-- start of PROVIDED ENTRIES --

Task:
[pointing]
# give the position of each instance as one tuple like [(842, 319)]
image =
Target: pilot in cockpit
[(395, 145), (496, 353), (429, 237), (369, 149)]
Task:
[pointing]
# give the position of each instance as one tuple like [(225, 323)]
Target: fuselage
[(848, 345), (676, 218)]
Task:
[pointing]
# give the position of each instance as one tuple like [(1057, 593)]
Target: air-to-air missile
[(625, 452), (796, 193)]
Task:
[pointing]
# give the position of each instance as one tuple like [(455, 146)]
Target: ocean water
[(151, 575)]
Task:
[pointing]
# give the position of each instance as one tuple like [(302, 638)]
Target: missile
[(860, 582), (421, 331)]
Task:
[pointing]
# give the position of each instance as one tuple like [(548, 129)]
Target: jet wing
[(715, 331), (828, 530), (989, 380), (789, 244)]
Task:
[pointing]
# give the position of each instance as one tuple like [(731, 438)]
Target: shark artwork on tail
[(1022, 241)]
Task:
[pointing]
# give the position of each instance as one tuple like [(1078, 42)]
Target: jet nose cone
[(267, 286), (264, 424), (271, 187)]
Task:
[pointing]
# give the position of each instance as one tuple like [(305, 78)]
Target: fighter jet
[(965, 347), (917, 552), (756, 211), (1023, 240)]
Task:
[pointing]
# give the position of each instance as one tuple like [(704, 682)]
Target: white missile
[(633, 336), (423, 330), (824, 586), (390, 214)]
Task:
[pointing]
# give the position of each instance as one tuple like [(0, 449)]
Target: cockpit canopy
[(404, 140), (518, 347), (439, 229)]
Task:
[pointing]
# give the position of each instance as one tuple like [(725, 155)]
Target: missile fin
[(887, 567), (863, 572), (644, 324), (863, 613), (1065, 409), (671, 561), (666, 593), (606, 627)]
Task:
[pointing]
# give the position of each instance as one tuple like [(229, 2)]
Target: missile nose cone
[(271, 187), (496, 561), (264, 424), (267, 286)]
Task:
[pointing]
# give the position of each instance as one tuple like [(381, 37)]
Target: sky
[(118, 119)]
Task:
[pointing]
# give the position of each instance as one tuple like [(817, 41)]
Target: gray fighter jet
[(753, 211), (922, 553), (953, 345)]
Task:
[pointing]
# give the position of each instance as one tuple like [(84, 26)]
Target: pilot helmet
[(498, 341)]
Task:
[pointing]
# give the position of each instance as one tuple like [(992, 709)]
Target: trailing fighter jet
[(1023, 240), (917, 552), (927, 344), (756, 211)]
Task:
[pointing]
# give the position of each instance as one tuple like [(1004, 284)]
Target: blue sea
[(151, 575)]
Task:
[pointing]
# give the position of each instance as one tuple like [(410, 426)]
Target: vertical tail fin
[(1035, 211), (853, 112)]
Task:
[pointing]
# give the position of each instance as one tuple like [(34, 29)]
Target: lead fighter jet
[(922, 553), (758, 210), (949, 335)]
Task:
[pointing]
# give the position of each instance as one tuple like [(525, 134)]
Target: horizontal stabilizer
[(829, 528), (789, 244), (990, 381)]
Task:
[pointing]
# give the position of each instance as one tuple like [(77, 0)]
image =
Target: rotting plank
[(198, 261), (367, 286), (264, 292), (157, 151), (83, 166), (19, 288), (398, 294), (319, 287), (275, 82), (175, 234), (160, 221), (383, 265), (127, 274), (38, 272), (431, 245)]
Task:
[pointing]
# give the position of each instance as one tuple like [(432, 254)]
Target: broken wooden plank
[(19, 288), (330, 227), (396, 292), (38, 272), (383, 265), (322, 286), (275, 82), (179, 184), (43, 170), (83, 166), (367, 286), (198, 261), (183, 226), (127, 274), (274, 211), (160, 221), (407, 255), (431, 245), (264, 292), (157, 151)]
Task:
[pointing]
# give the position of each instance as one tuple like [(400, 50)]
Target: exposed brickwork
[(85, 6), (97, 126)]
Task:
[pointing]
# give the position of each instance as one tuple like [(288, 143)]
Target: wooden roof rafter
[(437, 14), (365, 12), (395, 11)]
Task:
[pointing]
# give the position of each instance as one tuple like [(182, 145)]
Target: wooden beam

-- end of PROVIDED ENTRIES --

Without omitting anything, output the entries exactly.

Task:
[pointing]
# give the position of each instance as one tuple like [(842, 319)]
image =
Target: pilot in cockpit
[(395, 145), (496, 353), (429, 237), (369, 149)]
Task:
[pointing]
# give the position of each instance as one tuple like [(225, 323)]
Target: fuselage
[(848, 345), (676, 218)]
Task:
[pointing]
# give the position of each instance as one tuple like [(1057, 593)]
Target: air-to-air missile
[(625, 452), (796, 193)]
Task:
[pointing]
# give the position of each instance as one tuple like [(455, 146)]
Target: ocean water
[(151, 575)]
Task:
[pointing]
# give the position of each instance as one tuple like [(302, 638)]
Target: missile
[(860, 582), (421, 331)]
Task:
[pointing]
# give the position of each instance as one tuple like [(548, 129)]
Target: jet wing
[(715, 331), (828, 530), (989, 380), (789, 244)]
Task:
[pointing]
# give the position of each instance as one tuple like [(731, 438)]
Target: shark artwork on tail
[(1022, 241)]
Task:
[pointing]
# give the position of each instance as one tuple like [(1078, 42)]
Target: jet nose cone
[(267, 286), (264, 424), (271, 187)]
Task:
[pointing]
# give the position of each instance as one tuple like [(305, 78)]
Target: fighter jet
[(965, 347), (917, 552), (756, 211), (1023, 240)]
Task:
[pointing]
# give the position of each instance as one tuple like [(704, 682)]
Target: white missile
[(633, 336), (423, 330), (824, 586), (390, 214)]
Task:
[pointing]
# give the position of each instance as one tuple like [(0, 449)]
Target: cockpit canopy
[(404, 140), (518, 347), (439, 229)]
Task:
[pointing]
# give the position of each instance as one tuple like [(725, 155)]
Target: missile fin
[(887, 567), (863, 572), (644, 324), (863, 613), (1065, 409), (671, 561), (666, 593), (606, 627)]
Task:
[pointing]
# give the position of each instance as one tuple like [(229, 2)]
Target: missile nose cone
[(271, 187), (496, 561), (264, 424), (267, 286)]
Task:
[pointing]
# give the position of each instance as one tuple like [(381, 37)]
Target: sky
[(118, 119)]
Task:
[pointing]
# give the position of each instance as one tuple like [(817, 41)]
Target: gray fighter jet
[(753, 211), (922, 553), (953, 345)]
Task:
[pointing]
# give the position of each instance as one tuple like [(84, 26)]
Target: pilot helmet
[(498, 341)]
Task:
[pointing]
# give the position of each instance as one tuple like [(992, 709)]
Target: trailing fighter jet
[(1023, 240), (917, 552), (927, 344), (756, 211)]
Task:
[pointing]
# give the position of each instance as one tuple like [(1004, 284)]
Target: blue sea
[(151, 575)]
Task:
[pointing]
# give the position of each instance as one tuple like [(410, 426)]
Target: vertical tail fin
[(1035, 211), (853, 112)]
Task:
[pointing]
# give the position of each instance as one tuple like [(34, 29)]
Target: lead fighter jet
[(922, 553), (758, 210), (949, 335)]
Task:
[pointing]
# give the position of each instance as one tuple like [(525, 134)]
Target: horizontal stabilizer
[(829, 528), (789, 244), (990, 381)]
Task:
[pointing]
# give the position of each instance as one tuple like [(77, 0)]
image =
Target: rotting plank
[(198, 261), (367, 286), (264, 292), (157, 151), (83, 166), (19, 288), (398, 294), (319, 287), (275, 82), (175, 234), (160, 221), (383, 265), (127, 274), (38, 272), (431, 245)]
Task:
[pointing]
# give the position of each instance as one tuple like [(432, 254)]
Target: broken wooden plank
[(19, 288), (330, 227), (396, 292), (38, 272), (383, 265), (322, 286), (275, 82), (179, 184), (43, 170), (83, 166), (367, 286), (198, 261), (183, 226), (127, 274), (274, 211), (160, 221), (407, 255), (431, 245), (264, 292), (157, 151)]
Task:
[pointing]
# give the position of each instance as one tuple like [(400, 50)]
Target: exposed brickwork
[(85, 6), (97, 126)]
Task:
[pointing]
# give the position of each instance as one tuple like [(288, 143)]
Target: wooden roof rafter
[(437, 14), (365, 12), (395, 11)]
Task:
[pointing]
# give the position of each instance as one tuple like [(182, 145)]
Target: wooden beam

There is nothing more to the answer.